WHAT IS REQUIRED: Reproduce verbatim the portion of the article on Juvenile Services teachers that opens with the words containing "The employees said" and closes with "to the virus.".

PASSAGE TO READ:
▬▬▬

Juvenile Services teachers concerned about safety amid coronavirus outbreak

Posted at 9:43 PM, Mar 23, 2020
and last updated 2020-03-23 23:18:16-04

Juvenile Services teachers and principals are still coming to work.

WMAR-2 News spoke to two employees who didn't want to be identified so we will call them employee A and B.

They are now classified as essential and they don't feel like precautions are in place to keep them safe.

“We cannot stay 6 feet away from people there are more than 10 people inside a classroom at a time,” said employee A. “In the halls we have RA’s teachers counselors.“

Employee B said they put a hand sanitizer pump out where they have to sign in and get searched but its now empty.

“Up at the school there is no cleaning staff that are allowed in anymore. Teachers have to empty their own trash, which the kids spit in the trash cans a lot.”

Both employees say they've had meetings with other staff on how to continue education remotely.

They feel like their concerns aren't being heard.

“We could do packets we can do other things to make sure the students are receiving some form of education,” employee A said. “We’ve talked about scanning them bringing them home, going and picking up packets and bringing them back or grading them that way.”

The employees said they haven't been given gloves, hand sanitizer, or wipes.

I emailed State Superintendent Dr. Karen Salmon about the concerns earlier today -- but haven't heard back.

“We shouldn’t be there ,we’re not essential, but they made us essential under Dr. Salmons order that for some reason teachers are now essential in these state schools when all other schools have been shut down.”

The State Department of Education released the following statement.

The Department of Juvenile Services is taking all preventive measures in our facilities to protect the health and well-being of DJS youth and staff from the possible exposure to the COVID-19 virus. The Department is following guidance from the Governor and the Health Department as well as the Center for Disease Control to minimize exposure to the virus.

Both DJS Secretary Sam Abed and the Maryland State Superintendent of Schools Karen Salmon agreed that the normal school schedule would continue in all DJS facilities. Educational programming is very important to the day-to-day success of the youth. When programming is stopped, it can lead to behavior and security issues.

▬▬▬

GIVEN DATA:

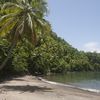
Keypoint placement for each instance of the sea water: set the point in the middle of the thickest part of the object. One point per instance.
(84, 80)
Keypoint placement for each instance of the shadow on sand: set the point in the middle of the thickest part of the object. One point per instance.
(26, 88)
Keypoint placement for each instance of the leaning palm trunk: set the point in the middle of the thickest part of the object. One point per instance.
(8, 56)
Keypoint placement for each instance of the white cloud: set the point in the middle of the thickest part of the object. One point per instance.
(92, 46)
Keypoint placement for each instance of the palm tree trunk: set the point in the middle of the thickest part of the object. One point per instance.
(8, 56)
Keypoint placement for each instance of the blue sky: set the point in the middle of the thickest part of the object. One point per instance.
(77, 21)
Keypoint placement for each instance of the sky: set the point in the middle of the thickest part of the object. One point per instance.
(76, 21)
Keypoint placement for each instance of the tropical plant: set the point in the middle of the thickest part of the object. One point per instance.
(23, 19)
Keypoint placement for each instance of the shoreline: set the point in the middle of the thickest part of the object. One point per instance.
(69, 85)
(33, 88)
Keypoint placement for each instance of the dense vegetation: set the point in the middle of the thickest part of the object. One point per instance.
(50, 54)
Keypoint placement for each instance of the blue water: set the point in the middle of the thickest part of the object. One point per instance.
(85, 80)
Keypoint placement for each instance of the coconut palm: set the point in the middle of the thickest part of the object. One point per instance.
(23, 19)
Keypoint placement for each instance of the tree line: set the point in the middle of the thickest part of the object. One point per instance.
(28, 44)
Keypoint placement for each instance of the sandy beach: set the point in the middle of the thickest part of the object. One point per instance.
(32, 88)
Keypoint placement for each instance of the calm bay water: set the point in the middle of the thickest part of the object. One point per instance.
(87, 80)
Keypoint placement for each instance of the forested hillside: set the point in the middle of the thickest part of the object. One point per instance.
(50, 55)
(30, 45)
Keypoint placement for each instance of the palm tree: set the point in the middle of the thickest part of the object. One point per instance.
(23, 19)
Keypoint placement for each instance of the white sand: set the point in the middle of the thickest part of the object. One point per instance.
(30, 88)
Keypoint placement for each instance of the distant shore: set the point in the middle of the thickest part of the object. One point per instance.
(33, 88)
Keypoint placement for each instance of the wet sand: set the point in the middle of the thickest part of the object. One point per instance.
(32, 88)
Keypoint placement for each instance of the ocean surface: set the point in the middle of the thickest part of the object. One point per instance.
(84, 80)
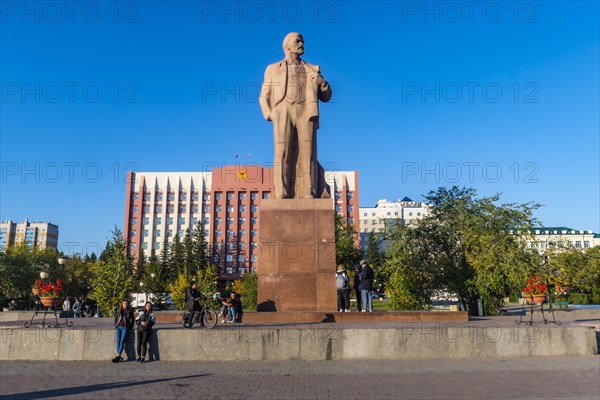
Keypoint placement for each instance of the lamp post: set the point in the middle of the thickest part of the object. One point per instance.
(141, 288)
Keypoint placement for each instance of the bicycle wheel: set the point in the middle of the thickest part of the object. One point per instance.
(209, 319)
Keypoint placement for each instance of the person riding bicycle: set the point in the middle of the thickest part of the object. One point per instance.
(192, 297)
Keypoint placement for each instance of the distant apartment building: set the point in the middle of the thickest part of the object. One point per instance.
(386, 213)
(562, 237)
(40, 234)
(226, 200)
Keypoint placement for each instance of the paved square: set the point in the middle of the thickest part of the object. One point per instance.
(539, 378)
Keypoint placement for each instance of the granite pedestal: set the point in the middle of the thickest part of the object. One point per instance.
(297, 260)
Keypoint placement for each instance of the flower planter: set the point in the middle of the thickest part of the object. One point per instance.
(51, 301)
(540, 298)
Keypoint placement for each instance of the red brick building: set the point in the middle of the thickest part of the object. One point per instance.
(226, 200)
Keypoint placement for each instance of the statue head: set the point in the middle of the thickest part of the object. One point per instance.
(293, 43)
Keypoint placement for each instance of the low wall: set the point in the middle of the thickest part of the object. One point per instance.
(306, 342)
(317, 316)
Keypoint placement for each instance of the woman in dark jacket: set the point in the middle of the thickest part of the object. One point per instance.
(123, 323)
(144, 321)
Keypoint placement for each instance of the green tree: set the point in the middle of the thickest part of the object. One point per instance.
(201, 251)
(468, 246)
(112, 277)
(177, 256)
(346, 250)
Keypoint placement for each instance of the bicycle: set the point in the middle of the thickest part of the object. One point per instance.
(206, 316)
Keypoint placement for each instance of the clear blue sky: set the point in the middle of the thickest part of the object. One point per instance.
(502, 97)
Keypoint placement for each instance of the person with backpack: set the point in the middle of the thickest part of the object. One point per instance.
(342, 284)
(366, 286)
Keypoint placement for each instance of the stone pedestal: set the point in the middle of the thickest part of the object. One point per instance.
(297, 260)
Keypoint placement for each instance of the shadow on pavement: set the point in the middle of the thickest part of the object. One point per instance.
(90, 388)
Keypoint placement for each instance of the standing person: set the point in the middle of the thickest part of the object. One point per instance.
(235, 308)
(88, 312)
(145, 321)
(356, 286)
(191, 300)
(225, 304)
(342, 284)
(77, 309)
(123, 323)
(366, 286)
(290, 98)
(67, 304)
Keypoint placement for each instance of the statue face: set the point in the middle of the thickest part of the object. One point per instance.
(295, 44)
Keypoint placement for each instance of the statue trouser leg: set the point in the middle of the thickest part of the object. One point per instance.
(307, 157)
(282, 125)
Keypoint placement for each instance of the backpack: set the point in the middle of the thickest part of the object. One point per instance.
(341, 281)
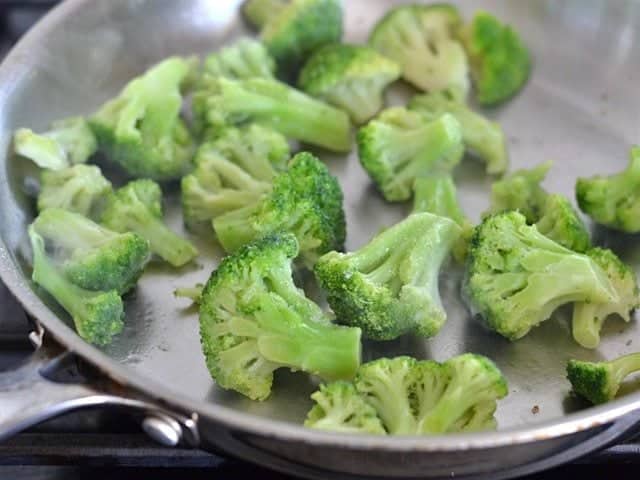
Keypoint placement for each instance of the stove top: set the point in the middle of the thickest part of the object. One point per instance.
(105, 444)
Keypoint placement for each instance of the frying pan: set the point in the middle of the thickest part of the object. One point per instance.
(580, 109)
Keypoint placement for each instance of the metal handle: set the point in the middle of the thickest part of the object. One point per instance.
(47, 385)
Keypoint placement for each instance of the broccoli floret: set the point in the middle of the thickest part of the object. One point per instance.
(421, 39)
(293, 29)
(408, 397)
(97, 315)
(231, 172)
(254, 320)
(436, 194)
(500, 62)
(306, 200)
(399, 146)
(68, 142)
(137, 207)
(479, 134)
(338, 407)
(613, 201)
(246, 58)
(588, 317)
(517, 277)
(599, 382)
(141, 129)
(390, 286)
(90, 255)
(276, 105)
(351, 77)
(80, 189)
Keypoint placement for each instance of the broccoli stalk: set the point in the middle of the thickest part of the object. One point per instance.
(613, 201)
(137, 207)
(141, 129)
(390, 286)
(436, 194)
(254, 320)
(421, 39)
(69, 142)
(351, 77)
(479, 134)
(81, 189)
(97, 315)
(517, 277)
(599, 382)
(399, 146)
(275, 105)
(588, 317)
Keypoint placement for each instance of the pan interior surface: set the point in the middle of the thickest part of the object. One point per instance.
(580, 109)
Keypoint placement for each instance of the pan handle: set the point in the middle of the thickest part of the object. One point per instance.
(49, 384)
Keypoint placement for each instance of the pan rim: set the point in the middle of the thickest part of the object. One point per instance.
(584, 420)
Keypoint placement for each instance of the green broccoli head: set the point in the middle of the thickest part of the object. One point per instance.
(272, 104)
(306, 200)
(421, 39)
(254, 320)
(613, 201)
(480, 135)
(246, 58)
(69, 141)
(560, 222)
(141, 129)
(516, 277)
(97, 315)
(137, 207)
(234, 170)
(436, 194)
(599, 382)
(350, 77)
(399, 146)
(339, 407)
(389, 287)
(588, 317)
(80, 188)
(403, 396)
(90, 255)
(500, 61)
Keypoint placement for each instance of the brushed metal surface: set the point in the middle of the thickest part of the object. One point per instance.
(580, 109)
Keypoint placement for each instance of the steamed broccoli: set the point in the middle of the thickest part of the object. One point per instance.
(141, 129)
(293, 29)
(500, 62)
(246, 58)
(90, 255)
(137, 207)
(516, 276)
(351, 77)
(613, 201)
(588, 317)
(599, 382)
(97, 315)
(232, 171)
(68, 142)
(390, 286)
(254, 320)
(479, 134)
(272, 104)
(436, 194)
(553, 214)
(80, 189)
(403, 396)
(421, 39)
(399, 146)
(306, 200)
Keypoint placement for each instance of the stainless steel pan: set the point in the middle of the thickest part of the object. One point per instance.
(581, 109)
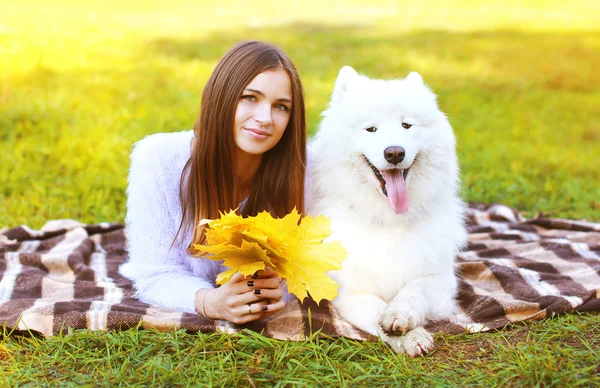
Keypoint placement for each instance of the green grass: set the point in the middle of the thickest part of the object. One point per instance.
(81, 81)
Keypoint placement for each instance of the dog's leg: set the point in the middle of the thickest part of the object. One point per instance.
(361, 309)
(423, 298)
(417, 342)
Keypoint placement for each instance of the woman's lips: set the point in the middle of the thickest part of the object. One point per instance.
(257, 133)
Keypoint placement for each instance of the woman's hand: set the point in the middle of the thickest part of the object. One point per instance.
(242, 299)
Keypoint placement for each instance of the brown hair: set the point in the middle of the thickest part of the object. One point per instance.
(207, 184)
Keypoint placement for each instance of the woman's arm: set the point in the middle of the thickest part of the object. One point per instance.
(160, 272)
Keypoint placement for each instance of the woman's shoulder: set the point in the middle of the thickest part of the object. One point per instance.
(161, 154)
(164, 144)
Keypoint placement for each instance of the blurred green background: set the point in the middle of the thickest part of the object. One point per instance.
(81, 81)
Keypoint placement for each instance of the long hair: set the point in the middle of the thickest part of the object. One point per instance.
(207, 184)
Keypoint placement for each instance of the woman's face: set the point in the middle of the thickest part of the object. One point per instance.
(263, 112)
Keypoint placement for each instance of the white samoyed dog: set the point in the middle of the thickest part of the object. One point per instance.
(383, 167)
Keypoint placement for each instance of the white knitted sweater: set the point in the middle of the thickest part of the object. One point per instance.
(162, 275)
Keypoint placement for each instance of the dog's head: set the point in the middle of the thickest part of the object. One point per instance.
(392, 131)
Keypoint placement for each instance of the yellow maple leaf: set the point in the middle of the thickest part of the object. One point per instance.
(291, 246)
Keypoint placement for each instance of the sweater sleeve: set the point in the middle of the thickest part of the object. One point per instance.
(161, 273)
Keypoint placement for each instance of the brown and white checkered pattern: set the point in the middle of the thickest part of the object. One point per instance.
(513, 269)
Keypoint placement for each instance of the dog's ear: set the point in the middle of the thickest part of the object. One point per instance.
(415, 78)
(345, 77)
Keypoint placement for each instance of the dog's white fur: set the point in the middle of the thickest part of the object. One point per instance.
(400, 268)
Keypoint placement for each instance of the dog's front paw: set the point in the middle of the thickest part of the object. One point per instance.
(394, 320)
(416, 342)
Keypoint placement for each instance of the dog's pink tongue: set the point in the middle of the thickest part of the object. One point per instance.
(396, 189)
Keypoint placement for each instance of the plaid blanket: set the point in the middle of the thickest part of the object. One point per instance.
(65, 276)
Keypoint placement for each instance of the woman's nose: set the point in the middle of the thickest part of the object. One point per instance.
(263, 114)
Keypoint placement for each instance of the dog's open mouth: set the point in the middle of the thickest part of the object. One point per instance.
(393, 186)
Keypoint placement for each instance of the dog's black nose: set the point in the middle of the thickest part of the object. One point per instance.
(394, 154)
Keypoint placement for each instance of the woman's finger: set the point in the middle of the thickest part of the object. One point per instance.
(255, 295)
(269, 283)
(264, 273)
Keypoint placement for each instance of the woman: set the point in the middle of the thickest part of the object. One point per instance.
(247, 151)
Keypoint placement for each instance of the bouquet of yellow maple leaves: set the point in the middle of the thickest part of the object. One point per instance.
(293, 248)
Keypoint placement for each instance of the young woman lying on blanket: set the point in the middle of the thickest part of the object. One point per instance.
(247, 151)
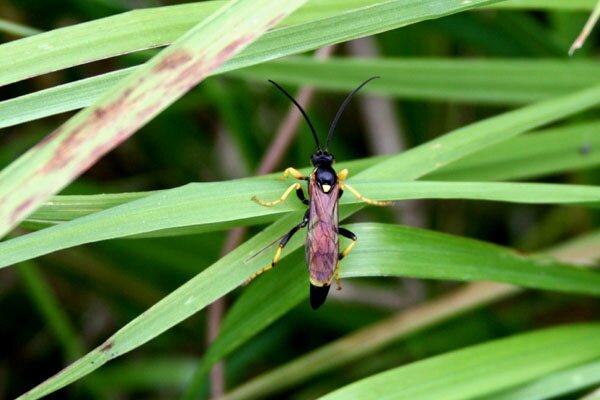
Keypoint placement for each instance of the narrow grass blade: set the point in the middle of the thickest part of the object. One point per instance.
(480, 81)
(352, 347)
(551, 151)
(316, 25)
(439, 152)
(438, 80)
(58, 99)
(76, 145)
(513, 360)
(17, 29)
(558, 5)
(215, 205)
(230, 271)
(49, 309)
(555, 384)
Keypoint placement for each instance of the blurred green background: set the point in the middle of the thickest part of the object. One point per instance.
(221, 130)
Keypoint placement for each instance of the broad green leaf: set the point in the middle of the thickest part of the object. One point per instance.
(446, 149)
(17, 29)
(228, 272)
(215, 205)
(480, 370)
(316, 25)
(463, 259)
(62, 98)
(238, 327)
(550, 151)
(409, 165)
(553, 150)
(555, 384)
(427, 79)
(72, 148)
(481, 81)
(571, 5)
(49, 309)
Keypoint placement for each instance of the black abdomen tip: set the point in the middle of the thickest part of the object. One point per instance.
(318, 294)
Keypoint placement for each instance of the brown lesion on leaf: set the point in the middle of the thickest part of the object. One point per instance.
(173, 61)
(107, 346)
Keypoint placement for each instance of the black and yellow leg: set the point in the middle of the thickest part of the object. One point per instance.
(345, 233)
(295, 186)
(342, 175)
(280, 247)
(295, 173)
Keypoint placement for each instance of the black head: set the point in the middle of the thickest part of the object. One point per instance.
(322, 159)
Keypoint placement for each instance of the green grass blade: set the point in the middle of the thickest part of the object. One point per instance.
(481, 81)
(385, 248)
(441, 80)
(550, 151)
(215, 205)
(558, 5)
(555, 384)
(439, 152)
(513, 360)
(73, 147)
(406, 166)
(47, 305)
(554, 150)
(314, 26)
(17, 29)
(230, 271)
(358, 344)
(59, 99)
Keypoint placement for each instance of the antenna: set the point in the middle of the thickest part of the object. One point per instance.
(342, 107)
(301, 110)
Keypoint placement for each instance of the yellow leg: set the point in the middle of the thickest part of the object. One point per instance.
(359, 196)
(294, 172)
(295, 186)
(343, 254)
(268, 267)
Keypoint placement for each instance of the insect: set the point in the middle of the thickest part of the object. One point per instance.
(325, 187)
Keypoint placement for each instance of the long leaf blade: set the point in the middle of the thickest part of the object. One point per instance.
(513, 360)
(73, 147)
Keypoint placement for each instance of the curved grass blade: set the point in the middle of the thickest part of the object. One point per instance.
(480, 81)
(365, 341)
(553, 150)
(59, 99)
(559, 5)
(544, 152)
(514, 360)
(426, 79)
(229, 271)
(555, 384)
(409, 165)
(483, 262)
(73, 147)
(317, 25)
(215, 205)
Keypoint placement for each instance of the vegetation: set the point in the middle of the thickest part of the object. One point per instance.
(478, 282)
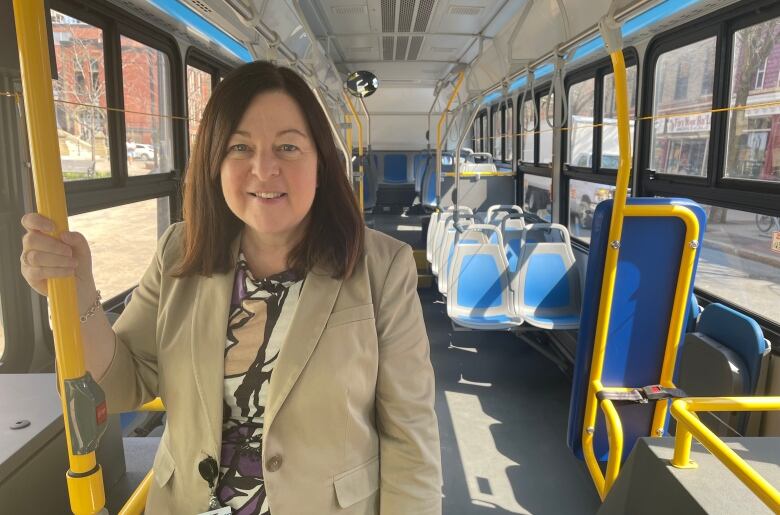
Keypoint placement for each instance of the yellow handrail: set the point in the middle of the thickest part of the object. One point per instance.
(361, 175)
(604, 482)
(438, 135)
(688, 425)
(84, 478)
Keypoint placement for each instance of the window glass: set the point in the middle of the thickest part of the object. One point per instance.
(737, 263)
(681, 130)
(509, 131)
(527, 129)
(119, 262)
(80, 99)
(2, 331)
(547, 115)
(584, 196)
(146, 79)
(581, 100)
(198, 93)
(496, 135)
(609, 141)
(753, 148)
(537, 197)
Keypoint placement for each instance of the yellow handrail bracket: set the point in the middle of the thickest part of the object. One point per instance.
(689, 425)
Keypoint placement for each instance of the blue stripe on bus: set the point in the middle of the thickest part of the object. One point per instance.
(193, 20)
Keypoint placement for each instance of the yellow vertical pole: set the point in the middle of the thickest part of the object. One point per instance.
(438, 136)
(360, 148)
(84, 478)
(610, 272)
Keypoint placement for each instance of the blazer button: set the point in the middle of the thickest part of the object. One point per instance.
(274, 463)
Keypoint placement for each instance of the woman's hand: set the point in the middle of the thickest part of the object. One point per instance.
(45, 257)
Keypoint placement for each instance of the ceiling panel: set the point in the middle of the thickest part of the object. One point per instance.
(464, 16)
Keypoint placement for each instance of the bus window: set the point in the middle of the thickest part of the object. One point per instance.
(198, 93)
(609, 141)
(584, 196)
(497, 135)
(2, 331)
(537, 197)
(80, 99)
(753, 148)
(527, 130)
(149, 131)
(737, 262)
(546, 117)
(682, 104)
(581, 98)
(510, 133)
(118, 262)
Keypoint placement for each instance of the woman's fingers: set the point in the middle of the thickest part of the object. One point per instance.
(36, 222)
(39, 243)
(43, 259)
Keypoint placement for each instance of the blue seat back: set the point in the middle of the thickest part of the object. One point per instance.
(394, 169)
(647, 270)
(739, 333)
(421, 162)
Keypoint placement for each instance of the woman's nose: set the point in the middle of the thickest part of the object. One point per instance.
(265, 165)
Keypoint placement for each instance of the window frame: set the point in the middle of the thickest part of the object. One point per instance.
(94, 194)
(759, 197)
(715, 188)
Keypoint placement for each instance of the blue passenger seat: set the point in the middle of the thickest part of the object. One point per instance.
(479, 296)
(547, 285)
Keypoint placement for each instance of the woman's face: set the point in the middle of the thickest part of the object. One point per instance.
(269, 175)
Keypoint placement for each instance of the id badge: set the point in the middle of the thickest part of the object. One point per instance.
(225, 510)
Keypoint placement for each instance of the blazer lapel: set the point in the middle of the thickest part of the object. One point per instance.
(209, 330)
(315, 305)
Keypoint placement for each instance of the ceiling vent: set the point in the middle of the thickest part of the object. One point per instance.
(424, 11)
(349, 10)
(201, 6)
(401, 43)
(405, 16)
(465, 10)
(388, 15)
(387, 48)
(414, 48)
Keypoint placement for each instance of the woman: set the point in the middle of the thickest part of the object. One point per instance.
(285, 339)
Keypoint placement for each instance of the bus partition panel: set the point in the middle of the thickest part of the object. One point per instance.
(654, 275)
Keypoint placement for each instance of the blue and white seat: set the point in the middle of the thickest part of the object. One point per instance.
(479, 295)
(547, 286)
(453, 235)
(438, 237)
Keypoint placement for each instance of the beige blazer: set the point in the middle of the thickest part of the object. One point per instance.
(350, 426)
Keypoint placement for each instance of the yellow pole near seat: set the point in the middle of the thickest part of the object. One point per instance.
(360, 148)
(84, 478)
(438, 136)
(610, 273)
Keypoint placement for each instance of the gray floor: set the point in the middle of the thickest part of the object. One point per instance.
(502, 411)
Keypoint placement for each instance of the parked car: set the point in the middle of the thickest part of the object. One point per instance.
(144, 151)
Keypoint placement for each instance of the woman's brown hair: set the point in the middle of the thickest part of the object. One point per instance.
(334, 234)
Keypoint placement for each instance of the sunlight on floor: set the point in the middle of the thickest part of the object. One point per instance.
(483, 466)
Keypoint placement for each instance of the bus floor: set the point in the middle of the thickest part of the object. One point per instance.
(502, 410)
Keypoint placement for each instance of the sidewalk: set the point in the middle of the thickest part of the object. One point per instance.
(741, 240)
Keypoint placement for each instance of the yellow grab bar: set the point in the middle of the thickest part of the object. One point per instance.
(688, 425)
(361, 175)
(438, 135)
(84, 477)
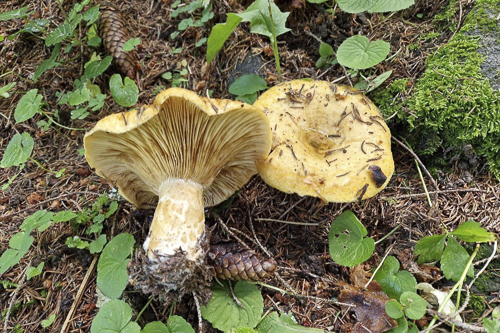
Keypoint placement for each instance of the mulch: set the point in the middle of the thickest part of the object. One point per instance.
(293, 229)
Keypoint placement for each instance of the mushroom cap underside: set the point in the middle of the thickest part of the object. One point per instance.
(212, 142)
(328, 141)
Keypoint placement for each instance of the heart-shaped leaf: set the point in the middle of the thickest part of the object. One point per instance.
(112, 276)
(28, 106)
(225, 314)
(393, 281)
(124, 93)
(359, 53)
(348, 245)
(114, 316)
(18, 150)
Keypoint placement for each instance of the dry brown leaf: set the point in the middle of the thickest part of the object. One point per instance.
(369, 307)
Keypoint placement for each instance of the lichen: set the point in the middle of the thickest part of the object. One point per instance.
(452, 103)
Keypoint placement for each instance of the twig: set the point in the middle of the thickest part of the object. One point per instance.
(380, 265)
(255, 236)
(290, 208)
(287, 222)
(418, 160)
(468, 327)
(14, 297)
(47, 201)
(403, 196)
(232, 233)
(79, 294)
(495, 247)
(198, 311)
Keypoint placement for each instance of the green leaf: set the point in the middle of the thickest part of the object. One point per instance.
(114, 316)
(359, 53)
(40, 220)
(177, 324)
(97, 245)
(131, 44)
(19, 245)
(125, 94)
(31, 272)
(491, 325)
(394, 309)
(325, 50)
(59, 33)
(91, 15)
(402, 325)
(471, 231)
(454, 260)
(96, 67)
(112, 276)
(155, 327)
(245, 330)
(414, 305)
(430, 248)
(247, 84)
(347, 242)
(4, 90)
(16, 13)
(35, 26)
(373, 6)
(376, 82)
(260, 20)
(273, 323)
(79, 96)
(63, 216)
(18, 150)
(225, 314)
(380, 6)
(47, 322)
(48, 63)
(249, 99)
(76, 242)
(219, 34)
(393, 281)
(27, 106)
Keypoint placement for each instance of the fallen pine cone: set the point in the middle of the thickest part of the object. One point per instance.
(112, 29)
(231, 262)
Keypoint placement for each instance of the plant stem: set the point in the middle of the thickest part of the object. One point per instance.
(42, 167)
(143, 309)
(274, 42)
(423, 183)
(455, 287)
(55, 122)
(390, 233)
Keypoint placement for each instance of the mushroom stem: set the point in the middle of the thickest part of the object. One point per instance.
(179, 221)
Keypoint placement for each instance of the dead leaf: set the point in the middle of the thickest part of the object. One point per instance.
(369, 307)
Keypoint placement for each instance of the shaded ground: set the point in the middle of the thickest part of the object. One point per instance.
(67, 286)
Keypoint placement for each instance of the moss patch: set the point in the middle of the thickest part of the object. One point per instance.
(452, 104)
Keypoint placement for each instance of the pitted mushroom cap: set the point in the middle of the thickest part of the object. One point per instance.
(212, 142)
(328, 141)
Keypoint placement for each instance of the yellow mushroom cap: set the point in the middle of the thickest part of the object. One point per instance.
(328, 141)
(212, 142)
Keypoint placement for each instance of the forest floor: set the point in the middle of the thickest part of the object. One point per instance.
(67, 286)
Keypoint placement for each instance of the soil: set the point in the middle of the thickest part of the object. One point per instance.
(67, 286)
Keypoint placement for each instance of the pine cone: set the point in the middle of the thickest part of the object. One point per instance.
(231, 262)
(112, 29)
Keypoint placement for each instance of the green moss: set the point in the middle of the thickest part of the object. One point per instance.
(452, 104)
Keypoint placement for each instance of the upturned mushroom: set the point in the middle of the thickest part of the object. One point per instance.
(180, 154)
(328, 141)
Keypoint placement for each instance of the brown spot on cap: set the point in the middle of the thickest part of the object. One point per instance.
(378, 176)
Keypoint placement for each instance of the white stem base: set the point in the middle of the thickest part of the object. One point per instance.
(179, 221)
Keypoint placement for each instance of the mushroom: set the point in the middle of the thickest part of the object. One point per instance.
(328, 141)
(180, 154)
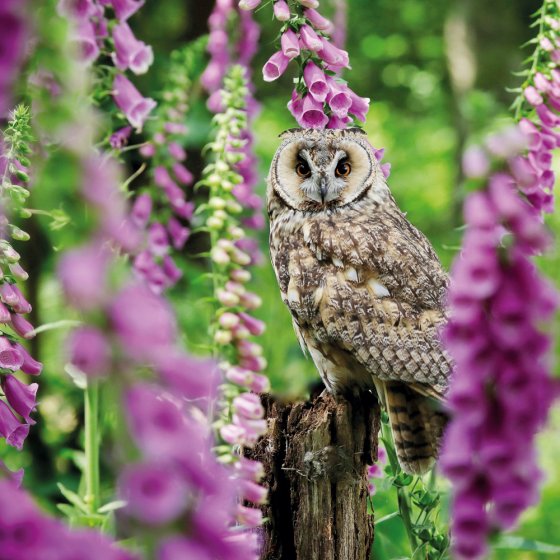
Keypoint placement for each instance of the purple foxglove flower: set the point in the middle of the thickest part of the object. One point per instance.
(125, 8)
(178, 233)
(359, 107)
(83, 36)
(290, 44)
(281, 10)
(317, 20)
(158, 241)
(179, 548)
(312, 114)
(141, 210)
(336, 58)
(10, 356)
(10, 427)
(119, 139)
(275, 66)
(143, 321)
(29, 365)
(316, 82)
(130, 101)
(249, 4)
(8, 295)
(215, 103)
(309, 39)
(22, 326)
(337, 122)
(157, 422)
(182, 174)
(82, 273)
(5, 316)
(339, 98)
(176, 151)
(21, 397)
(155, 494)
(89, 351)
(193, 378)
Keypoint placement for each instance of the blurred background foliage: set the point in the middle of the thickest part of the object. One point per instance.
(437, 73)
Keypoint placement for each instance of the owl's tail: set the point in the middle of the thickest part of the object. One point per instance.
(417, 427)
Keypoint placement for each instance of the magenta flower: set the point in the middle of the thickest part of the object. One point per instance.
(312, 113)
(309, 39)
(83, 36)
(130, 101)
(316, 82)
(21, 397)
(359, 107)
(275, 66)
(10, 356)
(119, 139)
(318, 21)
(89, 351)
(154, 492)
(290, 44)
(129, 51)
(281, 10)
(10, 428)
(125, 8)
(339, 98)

▬▬▬

RESPONSE:
The employees said they haven't been given gloves, hand sanitizer, or wipes.

I emailed State Superintendent Dr. Karen Salmon about the concerns earlier today -- but haven't heard back.

“We shouldn’t be there ,we’re not essential, but they made us essential under Dr. Salmons order that for some reason teachers are now essential in these state schools when all other schools have been shut down.”

The State Department of Education released the following statement.

The Department of Juvenile Services is taking all preventive measures in our facilities to protect the health and well-being of DJS youth and staff from the possible exposure to the COVID-19 virus. The Department is following guidance from the Governor and the Health Department as well as the Center for Disease Control to minimize exposure to the virus.